## The request
What follows is a listing. Return every line of it exactly.
==================================================
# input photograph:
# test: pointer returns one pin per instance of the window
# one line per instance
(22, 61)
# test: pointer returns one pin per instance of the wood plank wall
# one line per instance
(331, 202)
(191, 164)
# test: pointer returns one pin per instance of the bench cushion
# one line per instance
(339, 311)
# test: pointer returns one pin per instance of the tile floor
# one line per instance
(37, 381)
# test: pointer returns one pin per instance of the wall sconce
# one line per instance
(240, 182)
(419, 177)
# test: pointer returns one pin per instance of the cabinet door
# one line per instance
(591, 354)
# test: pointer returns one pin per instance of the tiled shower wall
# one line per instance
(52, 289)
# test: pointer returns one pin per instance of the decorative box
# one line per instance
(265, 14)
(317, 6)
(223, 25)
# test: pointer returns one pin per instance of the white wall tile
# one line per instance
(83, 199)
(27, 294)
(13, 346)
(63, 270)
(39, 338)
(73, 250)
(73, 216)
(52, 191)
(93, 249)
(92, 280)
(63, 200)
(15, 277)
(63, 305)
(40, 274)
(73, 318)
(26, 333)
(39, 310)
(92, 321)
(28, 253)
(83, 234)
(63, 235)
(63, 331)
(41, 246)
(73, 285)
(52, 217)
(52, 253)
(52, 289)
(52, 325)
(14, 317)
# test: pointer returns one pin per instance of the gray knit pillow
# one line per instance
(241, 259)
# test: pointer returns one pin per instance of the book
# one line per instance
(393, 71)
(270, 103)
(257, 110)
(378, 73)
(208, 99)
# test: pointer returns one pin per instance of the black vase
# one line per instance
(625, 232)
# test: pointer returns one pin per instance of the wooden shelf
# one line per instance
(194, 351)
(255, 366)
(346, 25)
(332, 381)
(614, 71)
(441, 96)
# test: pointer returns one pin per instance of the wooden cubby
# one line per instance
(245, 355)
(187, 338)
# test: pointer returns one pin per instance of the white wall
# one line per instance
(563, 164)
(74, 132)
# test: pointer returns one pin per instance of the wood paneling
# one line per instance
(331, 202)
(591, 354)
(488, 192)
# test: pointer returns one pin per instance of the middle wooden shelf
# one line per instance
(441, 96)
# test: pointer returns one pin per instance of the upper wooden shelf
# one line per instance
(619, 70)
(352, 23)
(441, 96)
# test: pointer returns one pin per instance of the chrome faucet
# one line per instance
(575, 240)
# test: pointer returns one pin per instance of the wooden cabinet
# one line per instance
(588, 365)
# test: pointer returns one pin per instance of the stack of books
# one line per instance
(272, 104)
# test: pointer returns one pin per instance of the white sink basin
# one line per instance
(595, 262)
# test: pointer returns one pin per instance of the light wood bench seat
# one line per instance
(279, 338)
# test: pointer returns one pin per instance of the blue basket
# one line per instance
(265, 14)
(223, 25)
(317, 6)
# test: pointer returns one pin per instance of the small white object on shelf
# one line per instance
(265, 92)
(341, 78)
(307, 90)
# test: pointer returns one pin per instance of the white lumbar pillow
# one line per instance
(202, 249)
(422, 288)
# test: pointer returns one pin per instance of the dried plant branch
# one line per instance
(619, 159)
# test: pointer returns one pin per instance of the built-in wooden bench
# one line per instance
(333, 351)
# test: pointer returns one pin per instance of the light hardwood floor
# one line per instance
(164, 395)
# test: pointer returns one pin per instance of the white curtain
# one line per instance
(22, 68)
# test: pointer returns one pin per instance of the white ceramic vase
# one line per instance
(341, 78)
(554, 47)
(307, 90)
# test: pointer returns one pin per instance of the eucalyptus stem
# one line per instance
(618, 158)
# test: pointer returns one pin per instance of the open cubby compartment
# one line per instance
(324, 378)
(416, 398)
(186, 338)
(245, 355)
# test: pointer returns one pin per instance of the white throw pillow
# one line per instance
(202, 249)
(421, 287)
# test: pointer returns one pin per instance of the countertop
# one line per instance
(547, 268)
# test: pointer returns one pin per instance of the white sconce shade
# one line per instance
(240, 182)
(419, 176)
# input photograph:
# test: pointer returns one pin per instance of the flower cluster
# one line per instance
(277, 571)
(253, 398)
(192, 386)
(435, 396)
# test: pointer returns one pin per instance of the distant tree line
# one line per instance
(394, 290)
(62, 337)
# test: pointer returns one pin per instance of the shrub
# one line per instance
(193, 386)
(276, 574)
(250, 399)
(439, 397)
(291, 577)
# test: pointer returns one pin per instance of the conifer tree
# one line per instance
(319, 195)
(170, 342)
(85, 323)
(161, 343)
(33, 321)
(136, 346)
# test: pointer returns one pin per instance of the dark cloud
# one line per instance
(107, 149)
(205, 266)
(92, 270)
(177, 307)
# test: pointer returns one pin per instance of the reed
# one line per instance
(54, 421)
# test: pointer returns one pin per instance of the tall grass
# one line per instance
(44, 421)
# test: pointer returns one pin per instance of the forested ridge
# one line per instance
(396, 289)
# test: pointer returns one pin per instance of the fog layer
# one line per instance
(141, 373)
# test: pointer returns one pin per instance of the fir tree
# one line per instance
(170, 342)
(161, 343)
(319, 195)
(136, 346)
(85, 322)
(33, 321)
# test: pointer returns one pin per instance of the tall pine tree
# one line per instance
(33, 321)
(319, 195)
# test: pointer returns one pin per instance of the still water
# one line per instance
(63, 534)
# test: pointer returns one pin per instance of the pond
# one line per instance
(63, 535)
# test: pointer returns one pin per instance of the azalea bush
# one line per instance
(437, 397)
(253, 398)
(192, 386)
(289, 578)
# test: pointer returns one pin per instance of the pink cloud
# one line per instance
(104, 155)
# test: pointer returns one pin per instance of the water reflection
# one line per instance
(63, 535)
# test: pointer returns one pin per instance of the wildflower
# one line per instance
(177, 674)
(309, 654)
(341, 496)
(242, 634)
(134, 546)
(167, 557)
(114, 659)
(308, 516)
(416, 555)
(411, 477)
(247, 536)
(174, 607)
==================================================
## Written reply
# input photograph:
# test: pointer returns one pin per instance of the window
# one line per instance
(22, 61)
# test: pointer returns one pin per instance of the wood plank wall
# one line per instance
(331, 202)
(191, 164)
# test: pointer returns one pin per instance of the bench cushion
# one line per instance
(339, 311)
# test: pointer returns one pin per instance of the tile floor
# one line per instance
(37, 381)
# test: pointer returns one pin per instance of the wall sconce
# one line per instance
(240, 182)
(419, 177)
# test: pointer returns one pin per instance of the cabinet door
# one line per instance
(591, 354)
# test: pointer returns one pin per instance of the tiled shower wall
# one line per instance
(52, 289)
# test: pointer returns one pin per instance of the decorative box
# one line per instance
(265, 14)
(317, 6)
(223, 25)
# test: pointer returns one pin per instance of the white wall tile
# one line per instance
(83, 199)
(27, 294)
(13, 346)
(63, 270)
(39, 338)
(73, 250)
(73, 216)
(52, 191)
(93, 249)
(92, 280)
(63, 200)
(15, 277)
(63, 305)
(40, 274)
(73, 318)
(26, 333)
(39, 310)
(92, 321)
(28, 253)
(83, 234)
(63, 235)
(63, 331)
(41, 246)
(73, 285)
(52, 217)
(52, 253)
(52, 289)
(52, 325)
(14, 317)
# test: pointer returns one pin per instance of the gray knit pillow
# one line per instance
(241, 259)
# test: pointer returns one pin per instance of the book
# one line per instance
(393, 71)
(270, 103)
(257, 110)
(378, 73)
(208, 99)
# test: pointer returns one pin per instance of the black vase
# one line per instance
(625, 232)
# test: pointer returns one pin per instance of the wooden shelf
# one line per instance
(194, 351)
(255, 366)
(346, 25)
(332, 381)
(614, 71)
(441, 96)
# test: pointer returns one pin per instance of the wooden cubby
# one line per instance
(245, 355)
(187, 338)
# test: pointer returns one pin per instance of the white wall
# one line per instance
(563, 164)
(74, 132)
# test: pointer returns one pin per instance of the wood paneling
# one line per instance
(331, 202)
(591, 354)
(488, 192)
# test: pointer returns one pin per instance of the middle wooden shelf
# one line per instance
(441, 96)
# test: pointer returns one pin per instance of the upper wooden shelf
# one line per instance
(619, 70)
(352, 23)
(441, 96)
# test: pointer returns one pin per instance of the chrome faucet
# one line per instance
(575, 240)
# test: pointer returns one pin per instance of the wooden cabinet
# one line per instance
(588, 365)
# test: pointer returns one pin per instance of the stack of books
# one line per instance
(272, 104)
# test: pointer returns one pin per instance of the white sink basin
# one line per instance
(595, 262)
# test: pointer returns one pin per instance of the light wood bench seat
# one line per instance
(279, 338)
# test: pointer returns one pin per instance of the blue basket
# one line per instance
(265, 14)
(223, 25)
(317, 6)
# test: pointer returns one pin per instance of the small white object on shelf
# one line per instance
(265, 92)
(341, 78)
(307, 90)
# test: pointer returns one pin per instance of the white lumbar pillow
# one line per instance
(202, 249)
(422, 288)
# test: pointer returns one pin per instance of the dried plant branch
# one line per instance
(619, 159)
# test: pointer returns one pin per instance of the built-in wooden bench
# one line per instance
(333, 351)
# test: pointer returns one pin per instance of the light hardwood floor
# one line per instance
(164, 395)
# test: pointer returns one pin per instance of the white curtain
# one line per instance
(22, 68)
# test: pointer returns one pin per instance of the white ceramic vase
# one line per instance
(341, 78)
(554, 47)
(307, 90)
# test: pointer returns one pin per instance of the eucalyptus stem
# one line per instance
(618, 158)
# test: pointer returns one pin per instance of the open cubby compartment
# one line per instance
(324, 378)
(416, 398)
(186, 338)
(245, 355)
# test: pointer returns one pin per instance of the white throw pillow
# one line per instance
(202, 249)
(421, 287)
# test: pointer returns one pin per instance of the countertop
# one line per instance
(547, 268)
# test: pointer returns one pin per instance of the white sconce shade
# one line per instance
(240, 182)
(419, 176)
# input photograph:
# test: pointer returns one pin per instance of the flower cluster
# one line per instance
(277, 571)
(253, 398)
(192, 386)
(435, 396)
# test: pointer returns one pin per instance of the distant tree line
# one line per instance
(394, 290)
(62, 337)
# test: pointer returns one pin per instance of the shrub
# one line per instance
(193, 386)
(276, 574)
(250, 399)
(439, 397)
(291, 577)
# test: pointer returns one pin per instance of the conifer tree
# one line per instance
(319, 195)
(170, 342)
(85, 323)
(161, 343)
(33, 321)
(136, 346)
# test: pointer returns one pin per instance of the dark cloud
# one line per instance
(107, 149)
(205, 266)
(92, 270)
(177, 307)
# test: pointer returns one pin per instance of the reed
# one line per instance
(54, 421)
# test: pointer returns one pin per instance of the tall grass
# one line per instance
(44, 421)
# test: pointer returns one pin per instance of the forested ridge
# one line per instance
(396, 289)
# test: pointer returns one pin per instance of the fog layer
# one line per instance
(141, 373)
# test: pointer returns one pin per instance of the fir tree
# one line per instance
(170, 342)
(161, 343)
(319, 195)
(136, 346)
(85, 322)
(33, 321)
# test: pointer returns one pin per instance of the tall pine tree
# one line per instance
(33, 321)
(319, 195)
# test: pointer returns one pin per instance of the still water
# one line per instance
(63, 534)
# test: pointer returns one pin per instance of the pond
# one line per instance
(63, 535)
# test: pointer returns one pin per instance of the azalea bush
# one line per instance
(437, 397)
(253, 398)
(192, 386)
(289, 578)
# test: pointer returns one pin per instance of the pink cloud
# one line per instance
(104, 155)
# test: pointer returns one pin per instance of the water reflection
# one line per instance
(63, 535)
# test: pointer returns one pin per instance of the wildflower
# one line per instance
(177, 674)
(309, 654)
(341, 496)
(242, 634)
(134, 546)
(167, 557)
(114, 659)
(308, 516)
(416, 555)
(411, 477)
(247, 536)
(174, 607)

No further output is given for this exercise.